EXERCISE OBJECTIVE
Nothing is to be altered. Print each record in full.

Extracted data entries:
================

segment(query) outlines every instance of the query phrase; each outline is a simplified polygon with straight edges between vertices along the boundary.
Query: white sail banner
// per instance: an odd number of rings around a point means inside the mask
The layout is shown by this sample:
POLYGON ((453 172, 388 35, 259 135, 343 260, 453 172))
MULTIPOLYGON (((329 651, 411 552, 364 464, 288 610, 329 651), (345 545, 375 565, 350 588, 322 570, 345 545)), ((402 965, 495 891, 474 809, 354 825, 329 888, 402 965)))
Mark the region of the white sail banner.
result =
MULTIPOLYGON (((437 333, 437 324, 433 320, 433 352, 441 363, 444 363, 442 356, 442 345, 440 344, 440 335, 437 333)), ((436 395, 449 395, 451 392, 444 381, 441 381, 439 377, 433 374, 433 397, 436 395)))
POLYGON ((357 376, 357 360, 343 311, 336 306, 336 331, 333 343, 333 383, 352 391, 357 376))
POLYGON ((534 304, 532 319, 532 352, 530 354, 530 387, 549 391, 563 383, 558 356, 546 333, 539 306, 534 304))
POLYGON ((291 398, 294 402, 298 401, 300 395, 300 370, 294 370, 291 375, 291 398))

================

RESPONSE TO THE TASK
segment(query) outlines every instance of the query phrase; each outline is a simplified polygon with straight edges between vertices along the boundary.
Query: white sail banner
// per instance: an odd number of rings around a point means inside the mask
The layout is shown by this sample:
POLYGON ((453 172, 388 35, 259 135, 343 260, 453 172))
MULTIPOLYGON (((329 651, 411 552, 364 464, 288 610, 329 651), (345 545, 375 565, 350 588, 322 570, 345 545)), ((402 965, 495 891, 474 809, 354 825, 329 888, 402 965)))
Mark the region of the white sail banner.
result =
MULTIPOLYGON (((437 333, 437 324, 433 320, 433 352, 441 363, 444 363, 442 356, 442 345, 440 344, 440 335, 437 333)), ((436 395, 449 395, 451 392, 444 381, 441 381, 439 377, 433 374, 433 397, 436 395)))
POLYGON ((357 376, 357 360, 343 311, 336 306, 336 331, 333 343, 333 383, 352 391, 357 376))
POLYGON ((534 304, 532 319, 532 352, 530 354, 530 387, 549 391, 563 383, 558 356, 546 333, 539 306, 534 304))
POLYGON ((291 398, 294 402, 298 401, 300 395, 300 370, 294 370, 291 375, 291 398))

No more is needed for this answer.